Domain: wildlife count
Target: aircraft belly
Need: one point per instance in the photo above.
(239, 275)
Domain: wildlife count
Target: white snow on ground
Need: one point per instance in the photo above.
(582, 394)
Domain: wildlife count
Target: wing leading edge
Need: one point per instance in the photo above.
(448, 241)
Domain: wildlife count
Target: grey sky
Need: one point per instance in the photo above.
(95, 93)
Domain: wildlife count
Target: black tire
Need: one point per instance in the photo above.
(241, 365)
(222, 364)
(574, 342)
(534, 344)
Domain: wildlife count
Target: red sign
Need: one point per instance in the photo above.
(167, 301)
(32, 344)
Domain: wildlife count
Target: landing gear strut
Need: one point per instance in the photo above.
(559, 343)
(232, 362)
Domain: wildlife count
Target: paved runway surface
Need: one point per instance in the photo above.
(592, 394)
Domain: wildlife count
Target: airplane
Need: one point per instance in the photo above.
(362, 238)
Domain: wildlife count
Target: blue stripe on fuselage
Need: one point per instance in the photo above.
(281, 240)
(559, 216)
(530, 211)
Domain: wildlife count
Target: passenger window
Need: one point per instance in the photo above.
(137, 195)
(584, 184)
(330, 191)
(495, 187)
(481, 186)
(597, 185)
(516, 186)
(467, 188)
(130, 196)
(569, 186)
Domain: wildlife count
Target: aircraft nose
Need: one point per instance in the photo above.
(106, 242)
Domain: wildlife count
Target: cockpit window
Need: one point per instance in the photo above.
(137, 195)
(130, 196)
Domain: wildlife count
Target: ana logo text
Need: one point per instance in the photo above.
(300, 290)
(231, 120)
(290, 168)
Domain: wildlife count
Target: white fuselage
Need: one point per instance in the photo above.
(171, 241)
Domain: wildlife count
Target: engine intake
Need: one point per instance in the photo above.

-=-=-

Given task :: Could you quote the material above in full, exactly as it stands?

Solution for this exercise ::
Domain: wildlife count
Target: aircraft belly
Need: one point per instance in the photo above.
(239, 275)
Domain: wildlife count
Target: white snow on ground
Need: one point per instance in the photo above.
(582, 394)
Domain: wildlife count
Target: wing leading edge
Need: one point per instance in the photo above.
(448, 241)
Domain: wildlife count
Target: grey sky
Need: one point per instance in the photo above.
(95, 93)
Domain: wildlife count
Target: black tire
Need: one point per instance in the photo above.
(241, 365)
(222, 364)
(574, 342)
(534, 344)
Domain: wildlife count
Target: red sign
Need: one point per instance in the photo above.
(167, 301)
(32, 344)
Domain: wildlife count
Target: landing gear strut
Need: one point per instance in the photo above.
(559, 343)
(232, 362)
Domain: wildlife count
Target: paved runway surface
Need: one point per instance in the photo above.
(592, 394)
Domain: wildlife count
Target: airplane
Need: one point per instance in the photo above.
(362, 238)
Domain: wildlife count
Target: blue stripe on fuselage
Need: one point per instance in the photo above.
(281, 240)
(559, 216)
(530, 211)
Domain: wildlife count
Target: passenger window
Need: one point per instance in the photo above.
(137, 195)
(584, 184)
(330, 191)
(495, 187)
(481, 186)
(597, 185)
(516, 186)
(467, 188)
(130, 196)
(569, 186)
Domain: wildlife count
Target: aircraft nose
Need: one point per instance in the photo above.
(106, 242)
Domain: wildlife count
Target: cockpit window
Need: one point per instance in the photo above.
(137, 195)
(130, 196)
Domain: wildlife count
Target: ana logo text
Need: one point per instance in the photo above.
(300, 290)
(231, 120)
(290, 168)
Domain: wildlife count
Target: white fuselage
Need: one point per instance in the photo above.
(171, 241)
Domain: wildlife count
Target: engine intake
Need: one point per instance in the photo above.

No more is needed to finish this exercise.